Working data ->
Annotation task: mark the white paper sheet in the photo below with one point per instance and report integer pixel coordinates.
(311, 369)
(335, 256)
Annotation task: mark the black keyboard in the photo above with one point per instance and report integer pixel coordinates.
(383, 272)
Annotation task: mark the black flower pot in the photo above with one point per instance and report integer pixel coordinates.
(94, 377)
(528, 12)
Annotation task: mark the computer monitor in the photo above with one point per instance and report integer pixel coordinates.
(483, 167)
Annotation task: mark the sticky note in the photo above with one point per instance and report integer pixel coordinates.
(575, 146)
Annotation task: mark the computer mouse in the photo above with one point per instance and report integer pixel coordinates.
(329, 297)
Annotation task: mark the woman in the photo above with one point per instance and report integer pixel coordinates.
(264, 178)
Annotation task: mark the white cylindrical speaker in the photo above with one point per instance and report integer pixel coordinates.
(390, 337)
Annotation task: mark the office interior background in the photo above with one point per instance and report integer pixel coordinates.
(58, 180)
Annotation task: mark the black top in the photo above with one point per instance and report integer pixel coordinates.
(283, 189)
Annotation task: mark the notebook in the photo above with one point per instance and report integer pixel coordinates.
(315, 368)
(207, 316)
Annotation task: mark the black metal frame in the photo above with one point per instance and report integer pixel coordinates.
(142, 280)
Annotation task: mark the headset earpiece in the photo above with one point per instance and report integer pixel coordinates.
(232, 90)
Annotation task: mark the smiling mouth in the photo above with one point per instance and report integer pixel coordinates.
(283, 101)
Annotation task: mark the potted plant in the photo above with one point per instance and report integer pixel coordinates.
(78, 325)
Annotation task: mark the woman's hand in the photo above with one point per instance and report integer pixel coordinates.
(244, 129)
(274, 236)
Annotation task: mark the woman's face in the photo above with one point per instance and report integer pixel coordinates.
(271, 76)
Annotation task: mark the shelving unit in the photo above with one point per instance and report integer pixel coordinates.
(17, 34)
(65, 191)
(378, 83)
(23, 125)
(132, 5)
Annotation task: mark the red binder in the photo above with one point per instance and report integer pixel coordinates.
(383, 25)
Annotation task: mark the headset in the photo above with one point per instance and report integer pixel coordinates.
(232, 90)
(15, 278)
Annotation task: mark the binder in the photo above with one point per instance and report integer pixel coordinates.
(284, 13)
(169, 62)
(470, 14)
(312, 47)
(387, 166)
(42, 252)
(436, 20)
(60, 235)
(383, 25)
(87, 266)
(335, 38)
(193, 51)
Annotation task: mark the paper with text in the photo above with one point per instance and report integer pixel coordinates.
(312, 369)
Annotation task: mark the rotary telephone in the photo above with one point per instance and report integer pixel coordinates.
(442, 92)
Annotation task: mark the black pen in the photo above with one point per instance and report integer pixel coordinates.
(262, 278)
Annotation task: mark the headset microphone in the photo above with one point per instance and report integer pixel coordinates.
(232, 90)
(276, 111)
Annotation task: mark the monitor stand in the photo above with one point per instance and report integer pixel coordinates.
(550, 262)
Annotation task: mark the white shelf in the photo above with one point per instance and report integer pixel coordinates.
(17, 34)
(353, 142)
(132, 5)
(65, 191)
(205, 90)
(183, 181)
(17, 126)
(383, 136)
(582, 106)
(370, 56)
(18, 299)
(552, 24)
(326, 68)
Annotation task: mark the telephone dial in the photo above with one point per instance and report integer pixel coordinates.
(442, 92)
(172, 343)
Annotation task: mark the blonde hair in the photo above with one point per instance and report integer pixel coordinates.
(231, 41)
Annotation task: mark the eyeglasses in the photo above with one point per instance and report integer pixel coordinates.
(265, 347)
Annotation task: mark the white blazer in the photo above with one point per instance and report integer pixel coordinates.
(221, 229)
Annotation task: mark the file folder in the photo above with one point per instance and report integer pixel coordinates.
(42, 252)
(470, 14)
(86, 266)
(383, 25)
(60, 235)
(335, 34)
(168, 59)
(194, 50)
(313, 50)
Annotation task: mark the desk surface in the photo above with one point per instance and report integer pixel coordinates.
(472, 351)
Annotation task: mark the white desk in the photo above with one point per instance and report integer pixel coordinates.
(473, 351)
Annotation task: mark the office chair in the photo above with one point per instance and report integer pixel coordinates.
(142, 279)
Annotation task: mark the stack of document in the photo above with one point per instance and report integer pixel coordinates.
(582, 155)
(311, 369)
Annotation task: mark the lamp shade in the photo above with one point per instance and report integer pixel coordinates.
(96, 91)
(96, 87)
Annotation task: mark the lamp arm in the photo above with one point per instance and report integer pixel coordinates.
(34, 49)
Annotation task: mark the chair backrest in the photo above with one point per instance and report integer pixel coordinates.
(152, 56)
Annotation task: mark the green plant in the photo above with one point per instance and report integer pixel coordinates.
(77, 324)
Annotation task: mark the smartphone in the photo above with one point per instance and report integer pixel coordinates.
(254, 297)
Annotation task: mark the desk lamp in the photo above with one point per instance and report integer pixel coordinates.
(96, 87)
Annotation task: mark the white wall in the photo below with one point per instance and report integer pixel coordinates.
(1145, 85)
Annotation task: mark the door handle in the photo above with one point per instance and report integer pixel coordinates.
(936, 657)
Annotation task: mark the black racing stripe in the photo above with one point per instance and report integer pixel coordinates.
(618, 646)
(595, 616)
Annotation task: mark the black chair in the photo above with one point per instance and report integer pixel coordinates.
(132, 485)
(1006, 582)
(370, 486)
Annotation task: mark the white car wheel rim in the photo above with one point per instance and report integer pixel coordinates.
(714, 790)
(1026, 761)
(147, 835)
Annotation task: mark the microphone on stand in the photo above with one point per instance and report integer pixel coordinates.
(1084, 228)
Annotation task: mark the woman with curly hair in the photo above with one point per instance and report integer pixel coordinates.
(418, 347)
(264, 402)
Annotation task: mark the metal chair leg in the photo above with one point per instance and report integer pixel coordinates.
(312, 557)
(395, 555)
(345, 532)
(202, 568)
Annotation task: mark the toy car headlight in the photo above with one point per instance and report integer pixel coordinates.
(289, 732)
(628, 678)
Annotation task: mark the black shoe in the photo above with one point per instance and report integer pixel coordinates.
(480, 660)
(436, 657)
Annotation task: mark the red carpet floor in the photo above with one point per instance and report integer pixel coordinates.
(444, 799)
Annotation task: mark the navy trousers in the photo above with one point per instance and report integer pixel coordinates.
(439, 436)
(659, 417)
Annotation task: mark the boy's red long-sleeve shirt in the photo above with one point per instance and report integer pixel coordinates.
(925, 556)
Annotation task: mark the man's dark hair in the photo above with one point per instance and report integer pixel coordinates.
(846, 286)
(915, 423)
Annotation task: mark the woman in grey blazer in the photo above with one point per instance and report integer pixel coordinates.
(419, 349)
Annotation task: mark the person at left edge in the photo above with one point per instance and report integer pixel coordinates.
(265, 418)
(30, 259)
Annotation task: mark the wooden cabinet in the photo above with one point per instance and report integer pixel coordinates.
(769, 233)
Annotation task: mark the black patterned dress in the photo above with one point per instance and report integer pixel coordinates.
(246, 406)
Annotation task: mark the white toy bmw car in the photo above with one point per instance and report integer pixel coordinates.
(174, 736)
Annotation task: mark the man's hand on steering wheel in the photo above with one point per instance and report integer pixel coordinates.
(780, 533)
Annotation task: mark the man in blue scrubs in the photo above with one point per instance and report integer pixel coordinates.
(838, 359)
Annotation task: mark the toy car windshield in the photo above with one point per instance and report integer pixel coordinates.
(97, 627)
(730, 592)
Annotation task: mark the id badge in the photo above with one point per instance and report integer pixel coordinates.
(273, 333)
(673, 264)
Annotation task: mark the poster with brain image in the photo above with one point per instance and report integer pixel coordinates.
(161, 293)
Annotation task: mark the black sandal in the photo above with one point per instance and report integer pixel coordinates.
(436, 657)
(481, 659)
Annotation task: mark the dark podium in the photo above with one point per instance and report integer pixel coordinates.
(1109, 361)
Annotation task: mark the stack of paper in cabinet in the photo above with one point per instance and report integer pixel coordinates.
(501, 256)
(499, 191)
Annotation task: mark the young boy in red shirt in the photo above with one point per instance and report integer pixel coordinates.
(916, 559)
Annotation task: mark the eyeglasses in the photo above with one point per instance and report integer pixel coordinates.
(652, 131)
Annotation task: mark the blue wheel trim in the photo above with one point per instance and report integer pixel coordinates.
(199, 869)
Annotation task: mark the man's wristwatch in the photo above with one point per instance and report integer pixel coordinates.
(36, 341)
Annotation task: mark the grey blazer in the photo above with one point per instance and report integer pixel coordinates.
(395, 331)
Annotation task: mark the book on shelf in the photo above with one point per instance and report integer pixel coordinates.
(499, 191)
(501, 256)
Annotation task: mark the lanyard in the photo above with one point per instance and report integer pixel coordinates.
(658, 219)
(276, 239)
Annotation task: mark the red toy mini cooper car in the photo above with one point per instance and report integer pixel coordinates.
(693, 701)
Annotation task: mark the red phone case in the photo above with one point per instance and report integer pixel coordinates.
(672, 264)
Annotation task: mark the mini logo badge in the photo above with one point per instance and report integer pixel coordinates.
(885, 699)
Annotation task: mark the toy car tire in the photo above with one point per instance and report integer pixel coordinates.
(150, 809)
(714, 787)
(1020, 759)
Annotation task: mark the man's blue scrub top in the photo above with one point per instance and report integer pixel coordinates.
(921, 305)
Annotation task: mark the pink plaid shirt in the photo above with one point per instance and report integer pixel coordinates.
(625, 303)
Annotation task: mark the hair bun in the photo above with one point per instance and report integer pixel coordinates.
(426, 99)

Task goal -> Repeat exactly the lines above from the line that contains "Annotation task: mark the mini" through the end. Include both of these ends; leave out everything else.

Exercise output ->
Annotation task: mark the mini logo badge in the photo above with one point per instance and report integer pixel coordinates.
(885, 699)
Annotation task: mark the toy car tire in the photo above with one point per instance and report integer pixel coordinates.
(150, 809)
(714, 787)
(1020, 759)
Annotation task: mark the man's blue scrub top in the photo above with one point per instance and report integer pixel coordinates.
(921, 305)
Annotation task: mark the pink plaid shirt in the photo above with one point per instance and report integer pixel coordinates.
(625, 303)
Annotation task: mark the hair bun in the photo above with one point per instance and report integer pixel coordinates.
(426, 99)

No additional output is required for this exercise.